- **AIM OF THE TASK**:
Select, from the data, each line where "dark" occurs.

Natural language region descriptions
# # # # # # #

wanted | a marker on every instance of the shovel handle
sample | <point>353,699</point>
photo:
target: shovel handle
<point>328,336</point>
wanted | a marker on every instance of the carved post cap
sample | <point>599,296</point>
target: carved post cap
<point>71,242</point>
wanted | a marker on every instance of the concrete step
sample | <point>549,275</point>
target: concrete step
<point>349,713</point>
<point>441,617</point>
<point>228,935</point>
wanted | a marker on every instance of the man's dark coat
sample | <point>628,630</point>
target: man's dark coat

# # # # # # #

- **TASK RESPONSE**:
wanted | a marker on every instance of the man's dark coat
target: man's dark coat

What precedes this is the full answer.